EXERCISE DETAILS: In the listing below, locate the lines that hold "rough" and copy them.

• • • •

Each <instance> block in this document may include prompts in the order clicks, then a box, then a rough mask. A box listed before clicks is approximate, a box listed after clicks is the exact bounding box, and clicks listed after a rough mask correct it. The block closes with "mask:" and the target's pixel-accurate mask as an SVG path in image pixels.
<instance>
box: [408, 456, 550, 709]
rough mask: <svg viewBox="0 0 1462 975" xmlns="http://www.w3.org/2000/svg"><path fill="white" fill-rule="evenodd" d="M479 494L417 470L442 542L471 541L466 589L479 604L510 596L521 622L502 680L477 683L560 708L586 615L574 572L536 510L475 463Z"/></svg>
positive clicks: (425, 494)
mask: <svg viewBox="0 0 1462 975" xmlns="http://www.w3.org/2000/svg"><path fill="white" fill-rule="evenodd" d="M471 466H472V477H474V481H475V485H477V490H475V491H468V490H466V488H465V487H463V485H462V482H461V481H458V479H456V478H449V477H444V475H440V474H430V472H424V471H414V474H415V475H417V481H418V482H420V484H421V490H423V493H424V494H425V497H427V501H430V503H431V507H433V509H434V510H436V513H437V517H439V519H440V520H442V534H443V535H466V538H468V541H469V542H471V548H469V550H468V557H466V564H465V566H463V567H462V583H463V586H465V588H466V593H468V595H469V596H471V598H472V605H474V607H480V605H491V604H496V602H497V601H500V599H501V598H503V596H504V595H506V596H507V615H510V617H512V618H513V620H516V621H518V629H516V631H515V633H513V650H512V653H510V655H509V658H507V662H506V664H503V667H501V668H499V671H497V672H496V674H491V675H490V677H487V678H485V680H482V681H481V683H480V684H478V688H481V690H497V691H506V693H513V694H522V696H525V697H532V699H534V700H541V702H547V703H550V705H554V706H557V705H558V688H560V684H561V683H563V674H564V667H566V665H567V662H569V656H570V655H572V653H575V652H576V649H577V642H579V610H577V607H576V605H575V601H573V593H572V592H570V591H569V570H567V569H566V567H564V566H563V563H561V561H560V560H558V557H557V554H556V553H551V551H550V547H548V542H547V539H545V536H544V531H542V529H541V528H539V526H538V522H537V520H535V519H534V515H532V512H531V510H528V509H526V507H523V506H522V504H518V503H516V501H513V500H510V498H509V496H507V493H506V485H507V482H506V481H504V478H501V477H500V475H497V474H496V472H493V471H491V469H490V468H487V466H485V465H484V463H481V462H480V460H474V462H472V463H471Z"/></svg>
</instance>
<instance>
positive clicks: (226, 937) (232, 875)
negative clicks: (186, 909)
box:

• • • •

EXERCISE RESULT:
Each <instance> block in this document may include prompts in the order clicks, then a box, then a rough mask. A box listed before clicks is approximate, a box listed after clicks is the exact bounding box, and clicks listed after a rough mask correct it. The block closes with "mask:" and the target's pixel-accurate mask as an SVG path in image pixels.
rough mask: <svg viewBox="0 0 1462 975" xmlns="http://www.w3.org/2000/svg"><path fill="white" fill-rule="evenodd" d="M479 494L417 470L442 542L471 541L466 589L479 604L510 596L521 622L502 680L477 683L560 708L586 615L574 572L536 510L475 463Z"/></svg>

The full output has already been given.